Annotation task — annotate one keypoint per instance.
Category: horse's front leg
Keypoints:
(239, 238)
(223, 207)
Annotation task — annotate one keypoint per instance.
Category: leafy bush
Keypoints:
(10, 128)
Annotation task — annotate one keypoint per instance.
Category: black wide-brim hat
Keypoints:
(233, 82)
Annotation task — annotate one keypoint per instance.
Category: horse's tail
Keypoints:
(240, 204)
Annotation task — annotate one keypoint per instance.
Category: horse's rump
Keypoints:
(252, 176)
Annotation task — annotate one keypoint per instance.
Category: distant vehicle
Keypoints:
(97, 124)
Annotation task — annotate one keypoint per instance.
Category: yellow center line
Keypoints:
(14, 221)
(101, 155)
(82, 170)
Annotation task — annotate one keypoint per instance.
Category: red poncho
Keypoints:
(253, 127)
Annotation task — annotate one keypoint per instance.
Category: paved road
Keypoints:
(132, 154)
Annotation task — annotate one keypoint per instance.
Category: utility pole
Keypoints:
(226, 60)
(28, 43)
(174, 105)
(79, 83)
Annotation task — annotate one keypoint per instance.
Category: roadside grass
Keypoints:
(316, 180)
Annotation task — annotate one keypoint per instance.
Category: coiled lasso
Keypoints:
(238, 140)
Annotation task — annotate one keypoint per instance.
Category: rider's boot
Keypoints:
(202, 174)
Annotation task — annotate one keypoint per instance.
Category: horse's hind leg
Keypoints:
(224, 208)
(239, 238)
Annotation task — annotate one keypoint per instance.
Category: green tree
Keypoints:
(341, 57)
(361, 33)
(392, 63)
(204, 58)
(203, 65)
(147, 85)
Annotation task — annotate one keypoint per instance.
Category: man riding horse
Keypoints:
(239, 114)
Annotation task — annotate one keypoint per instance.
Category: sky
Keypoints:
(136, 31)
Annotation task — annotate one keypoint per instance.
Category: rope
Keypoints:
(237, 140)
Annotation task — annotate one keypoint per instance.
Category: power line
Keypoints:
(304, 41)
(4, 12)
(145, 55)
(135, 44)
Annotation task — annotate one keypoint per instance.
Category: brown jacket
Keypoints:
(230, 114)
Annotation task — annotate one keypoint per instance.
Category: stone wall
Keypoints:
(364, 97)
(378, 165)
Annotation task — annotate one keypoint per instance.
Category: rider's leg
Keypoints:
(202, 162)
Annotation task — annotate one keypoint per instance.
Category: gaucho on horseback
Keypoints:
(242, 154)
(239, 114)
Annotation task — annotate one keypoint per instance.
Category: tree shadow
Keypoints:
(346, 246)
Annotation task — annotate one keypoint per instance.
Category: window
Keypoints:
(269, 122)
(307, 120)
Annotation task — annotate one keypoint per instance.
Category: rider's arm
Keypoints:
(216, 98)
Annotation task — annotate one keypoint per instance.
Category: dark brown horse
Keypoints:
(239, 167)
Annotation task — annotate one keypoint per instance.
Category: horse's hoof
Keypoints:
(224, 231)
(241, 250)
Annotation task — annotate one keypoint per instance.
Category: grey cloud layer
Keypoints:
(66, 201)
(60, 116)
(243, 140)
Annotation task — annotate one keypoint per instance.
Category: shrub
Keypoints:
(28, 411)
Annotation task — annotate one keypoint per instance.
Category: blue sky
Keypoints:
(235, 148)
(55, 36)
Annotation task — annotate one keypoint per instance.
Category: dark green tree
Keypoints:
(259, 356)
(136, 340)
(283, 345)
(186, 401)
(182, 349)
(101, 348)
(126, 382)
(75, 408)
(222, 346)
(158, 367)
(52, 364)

****************

• [Task details]: In the entries above, find lines with "tree" and copy each.

• [Solution for this problem]:
Category: green tree
Category: tree shadow
Category: dark green tree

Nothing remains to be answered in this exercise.